**** Given data ****

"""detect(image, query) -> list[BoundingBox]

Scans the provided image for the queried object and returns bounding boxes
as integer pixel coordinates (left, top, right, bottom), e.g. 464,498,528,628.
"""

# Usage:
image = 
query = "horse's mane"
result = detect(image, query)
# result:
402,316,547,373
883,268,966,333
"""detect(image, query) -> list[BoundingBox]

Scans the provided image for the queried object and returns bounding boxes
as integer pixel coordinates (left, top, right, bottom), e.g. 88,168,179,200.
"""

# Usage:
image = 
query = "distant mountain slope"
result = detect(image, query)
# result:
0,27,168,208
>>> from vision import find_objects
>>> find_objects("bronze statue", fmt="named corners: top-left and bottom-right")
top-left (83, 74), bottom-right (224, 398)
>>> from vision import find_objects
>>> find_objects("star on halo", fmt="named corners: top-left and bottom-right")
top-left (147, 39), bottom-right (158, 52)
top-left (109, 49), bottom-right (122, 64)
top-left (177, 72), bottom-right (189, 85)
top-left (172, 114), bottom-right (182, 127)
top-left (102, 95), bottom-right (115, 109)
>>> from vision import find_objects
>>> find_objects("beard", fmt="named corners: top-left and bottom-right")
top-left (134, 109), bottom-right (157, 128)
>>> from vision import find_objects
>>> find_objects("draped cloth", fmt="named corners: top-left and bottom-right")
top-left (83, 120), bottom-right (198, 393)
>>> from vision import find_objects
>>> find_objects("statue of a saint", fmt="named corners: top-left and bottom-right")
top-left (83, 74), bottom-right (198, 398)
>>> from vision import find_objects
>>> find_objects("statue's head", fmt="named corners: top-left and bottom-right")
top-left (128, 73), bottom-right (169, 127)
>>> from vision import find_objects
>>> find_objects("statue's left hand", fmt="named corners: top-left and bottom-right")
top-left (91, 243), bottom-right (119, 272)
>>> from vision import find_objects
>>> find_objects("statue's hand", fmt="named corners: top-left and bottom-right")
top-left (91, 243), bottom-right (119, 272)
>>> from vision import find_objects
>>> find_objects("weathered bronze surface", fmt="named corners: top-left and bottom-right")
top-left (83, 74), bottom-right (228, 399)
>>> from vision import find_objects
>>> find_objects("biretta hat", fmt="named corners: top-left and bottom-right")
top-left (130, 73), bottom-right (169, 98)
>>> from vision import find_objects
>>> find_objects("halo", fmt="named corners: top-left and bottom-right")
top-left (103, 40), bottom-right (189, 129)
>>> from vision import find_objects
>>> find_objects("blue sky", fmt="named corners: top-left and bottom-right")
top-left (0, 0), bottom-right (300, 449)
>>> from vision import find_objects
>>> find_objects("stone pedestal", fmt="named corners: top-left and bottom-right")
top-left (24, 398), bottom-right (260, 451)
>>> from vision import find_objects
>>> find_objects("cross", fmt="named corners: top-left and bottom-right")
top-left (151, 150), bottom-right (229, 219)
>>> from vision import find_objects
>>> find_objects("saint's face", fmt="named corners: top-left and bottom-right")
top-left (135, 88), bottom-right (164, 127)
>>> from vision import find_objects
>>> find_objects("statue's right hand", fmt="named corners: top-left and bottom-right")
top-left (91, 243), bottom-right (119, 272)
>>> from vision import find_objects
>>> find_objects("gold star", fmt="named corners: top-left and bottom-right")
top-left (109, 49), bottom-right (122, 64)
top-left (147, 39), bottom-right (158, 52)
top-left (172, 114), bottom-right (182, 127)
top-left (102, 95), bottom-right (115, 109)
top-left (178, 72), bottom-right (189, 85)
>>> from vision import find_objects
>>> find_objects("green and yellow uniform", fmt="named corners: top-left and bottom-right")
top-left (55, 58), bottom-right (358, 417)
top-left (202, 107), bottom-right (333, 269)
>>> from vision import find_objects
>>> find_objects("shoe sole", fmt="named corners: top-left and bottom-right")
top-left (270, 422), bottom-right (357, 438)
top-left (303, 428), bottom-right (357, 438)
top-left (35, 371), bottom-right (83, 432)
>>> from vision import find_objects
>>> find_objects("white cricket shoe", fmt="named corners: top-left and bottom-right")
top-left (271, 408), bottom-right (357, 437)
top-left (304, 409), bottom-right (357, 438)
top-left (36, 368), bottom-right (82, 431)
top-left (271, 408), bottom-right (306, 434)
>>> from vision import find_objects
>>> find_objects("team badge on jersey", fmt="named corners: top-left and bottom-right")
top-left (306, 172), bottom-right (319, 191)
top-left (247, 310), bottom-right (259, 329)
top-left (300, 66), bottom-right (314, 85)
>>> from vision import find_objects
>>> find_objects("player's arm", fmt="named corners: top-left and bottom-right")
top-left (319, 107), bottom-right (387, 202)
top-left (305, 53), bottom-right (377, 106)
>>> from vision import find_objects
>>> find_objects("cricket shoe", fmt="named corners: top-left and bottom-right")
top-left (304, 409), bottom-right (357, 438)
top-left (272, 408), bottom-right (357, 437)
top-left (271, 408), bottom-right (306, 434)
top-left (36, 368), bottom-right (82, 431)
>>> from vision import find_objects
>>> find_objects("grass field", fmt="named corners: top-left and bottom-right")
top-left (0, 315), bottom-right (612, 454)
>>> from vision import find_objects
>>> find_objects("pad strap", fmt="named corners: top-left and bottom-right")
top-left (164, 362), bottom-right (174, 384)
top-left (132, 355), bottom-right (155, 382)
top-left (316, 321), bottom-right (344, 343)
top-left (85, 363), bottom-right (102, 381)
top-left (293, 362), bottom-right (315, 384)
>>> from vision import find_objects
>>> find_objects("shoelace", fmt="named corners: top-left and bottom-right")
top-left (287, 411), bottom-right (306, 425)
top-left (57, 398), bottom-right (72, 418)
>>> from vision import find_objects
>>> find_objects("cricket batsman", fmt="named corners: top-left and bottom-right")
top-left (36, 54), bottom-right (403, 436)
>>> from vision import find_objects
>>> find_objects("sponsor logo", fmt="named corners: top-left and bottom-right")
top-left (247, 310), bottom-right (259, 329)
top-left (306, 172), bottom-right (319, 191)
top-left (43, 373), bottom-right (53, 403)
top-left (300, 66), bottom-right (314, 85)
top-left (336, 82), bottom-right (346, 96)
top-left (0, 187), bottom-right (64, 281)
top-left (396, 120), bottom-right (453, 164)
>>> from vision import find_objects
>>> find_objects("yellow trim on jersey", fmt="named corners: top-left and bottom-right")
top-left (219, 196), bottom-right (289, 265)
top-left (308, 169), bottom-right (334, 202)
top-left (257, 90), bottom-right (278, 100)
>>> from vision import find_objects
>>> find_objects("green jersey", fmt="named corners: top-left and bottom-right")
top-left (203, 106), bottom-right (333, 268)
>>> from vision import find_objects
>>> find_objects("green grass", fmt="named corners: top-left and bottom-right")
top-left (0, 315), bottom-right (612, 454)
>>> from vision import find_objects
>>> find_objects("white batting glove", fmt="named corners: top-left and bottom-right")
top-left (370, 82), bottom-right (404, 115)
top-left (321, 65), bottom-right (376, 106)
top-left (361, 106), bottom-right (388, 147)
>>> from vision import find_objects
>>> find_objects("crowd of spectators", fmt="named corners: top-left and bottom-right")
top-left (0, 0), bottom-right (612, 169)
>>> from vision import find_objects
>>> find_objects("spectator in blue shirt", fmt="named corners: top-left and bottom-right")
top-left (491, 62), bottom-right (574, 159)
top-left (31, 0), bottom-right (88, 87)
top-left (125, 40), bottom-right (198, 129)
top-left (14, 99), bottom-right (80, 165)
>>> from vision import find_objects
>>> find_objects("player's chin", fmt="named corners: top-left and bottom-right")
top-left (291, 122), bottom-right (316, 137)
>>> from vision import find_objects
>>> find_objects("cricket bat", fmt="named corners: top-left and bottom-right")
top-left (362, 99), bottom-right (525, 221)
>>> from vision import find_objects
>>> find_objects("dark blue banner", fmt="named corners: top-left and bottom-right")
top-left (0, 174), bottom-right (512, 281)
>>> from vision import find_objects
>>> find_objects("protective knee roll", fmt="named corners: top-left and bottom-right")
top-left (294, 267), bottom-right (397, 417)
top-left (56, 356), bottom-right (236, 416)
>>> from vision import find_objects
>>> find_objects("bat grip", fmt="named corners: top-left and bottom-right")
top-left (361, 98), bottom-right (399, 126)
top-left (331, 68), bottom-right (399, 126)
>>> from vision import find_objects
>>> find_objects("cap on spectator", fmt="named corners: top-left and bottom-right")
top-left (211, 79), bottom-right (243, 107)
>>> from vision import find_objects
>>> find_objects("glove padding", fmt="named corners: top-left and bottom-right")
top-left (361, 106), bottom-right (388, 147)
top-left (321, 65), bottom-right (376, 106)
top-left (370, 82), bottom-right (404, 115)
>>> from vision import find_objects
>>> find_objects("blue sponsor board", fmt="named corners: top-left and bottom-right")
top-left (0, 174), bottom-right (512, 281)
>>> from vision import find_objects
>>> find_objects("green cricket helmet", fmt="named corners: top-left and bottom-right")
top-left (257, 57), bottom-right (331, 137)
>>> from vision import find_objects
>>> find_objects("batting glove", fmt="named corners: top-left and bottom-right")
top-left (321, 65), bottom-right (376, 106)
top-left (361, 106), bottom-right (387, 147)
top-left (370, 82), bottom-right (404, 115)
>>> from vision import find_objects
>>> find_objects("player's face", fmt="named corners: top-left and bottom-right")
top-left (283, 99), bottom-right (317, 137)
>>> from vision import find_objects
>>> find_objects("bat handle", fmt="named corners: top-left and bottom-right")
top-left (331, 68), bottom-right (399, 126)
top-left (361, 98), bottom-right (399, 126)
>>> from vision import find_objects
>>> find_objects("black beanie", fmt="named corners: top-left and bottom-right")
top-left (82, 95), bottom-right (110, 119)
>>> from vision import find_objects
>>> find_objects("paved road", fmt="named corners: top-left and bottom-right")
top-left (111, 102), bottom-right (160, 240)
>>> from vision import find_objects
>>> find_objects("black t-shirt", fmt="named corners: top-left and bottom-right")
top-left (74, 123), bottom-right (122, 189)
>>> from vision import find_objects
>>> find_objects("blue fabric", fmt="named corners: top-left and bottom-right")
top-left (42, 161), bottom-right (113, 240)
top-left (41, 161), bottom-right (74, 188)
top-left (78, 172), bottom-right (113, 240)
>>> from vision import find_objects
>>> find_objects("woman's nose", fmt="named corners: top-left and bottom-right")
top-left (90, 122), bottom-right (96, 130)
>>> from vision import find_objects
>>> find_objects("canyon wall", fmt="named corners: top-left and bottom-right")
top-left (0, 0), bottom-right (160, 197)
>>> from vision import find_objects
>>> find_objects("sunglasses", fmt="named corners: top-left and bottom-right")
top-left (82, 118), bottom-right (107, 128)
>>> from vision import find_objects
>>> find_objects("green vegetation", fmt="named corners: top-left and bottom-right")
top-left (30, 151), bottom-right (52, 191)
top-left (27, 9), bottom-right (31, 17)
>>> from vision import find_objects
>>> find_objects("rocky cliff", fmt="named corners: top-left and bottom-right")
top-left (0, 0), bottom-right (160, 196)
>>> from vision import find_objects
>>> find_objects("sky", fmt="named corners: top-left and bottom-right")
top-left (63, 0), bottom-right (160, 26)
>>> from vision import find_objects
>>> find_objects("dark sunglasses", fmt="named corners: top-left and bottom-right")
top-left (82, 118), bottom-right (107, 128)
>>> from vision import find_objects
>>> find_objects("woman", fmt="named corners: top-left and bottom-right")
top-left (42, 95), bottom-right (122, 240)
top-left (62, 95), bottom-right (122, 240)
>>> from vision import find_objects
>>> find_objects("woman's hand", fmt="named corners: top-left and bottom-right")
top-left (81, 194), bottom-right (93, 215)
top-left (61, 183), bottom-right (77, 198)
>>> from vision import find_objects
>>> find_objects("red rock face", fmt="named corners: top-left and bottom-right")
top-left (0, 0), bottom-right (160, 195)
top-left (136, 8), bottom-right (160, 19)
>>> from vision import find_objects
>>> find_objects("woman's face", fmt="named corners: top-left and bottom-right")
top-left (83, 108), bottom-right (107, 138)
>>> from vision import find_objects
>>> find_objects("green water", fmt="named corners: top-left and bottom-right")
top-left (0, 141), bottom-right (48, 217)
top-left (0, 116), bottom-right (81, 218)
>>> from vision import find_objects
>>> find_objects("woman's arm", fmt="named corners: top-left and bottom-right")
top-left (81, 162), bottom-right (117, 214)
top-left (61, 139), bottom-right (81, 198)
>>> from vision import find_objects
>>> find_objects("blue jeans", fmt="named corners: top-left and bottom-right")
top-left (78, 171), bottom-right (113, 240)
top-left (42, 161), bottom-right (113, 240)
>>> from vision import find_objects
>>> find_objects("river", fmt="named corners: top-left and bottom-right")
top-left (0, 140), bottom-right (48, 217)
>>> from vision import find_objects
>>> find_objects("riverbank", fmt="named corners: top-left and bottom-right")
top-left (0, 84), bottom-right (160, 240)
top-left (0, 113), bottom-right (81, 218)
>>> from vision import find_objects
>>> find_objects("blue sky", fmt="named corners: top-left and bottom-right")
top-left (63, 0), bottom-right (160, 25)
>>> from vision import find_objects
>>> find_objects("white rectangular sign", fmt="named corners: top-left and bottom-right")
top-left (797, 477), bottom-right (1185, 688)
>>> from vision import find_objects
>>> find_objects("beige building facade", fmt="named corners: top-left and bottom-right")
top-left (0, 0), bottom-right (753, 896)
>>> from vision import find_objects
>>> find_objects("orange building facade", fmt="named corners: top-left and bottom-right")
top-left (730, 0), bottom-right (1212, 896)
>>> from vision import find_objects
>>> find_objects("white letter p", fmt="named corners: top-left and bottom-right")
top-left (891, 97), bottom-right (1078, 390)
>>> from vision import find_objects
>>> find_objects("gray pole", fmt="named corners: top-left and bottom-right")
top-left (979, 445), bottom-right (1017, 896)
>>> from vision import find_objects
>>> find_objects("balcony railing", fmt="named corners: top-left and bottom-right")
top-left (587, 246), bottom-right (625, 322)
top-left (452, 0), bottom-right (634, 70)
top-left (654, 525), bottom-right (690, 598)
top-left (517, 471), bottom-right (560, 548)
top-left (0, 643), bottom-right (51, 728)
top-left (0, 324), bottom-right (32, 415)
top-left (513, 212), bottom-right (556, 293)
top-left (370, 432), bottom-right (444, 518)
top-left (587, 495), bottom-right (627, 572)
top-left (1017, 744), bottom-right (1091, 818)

****

▶ [Set exercise]: Pull out every line of the records that contains the string "shirt" and list those lines in order.

▶ [Answer]:
>>> find_objects("spectator in blue shirt", fmt="named corners: top-left and bottom-right")
>>> find_objects("black t-shirt", fmt="named corners: top-left and bottom-right")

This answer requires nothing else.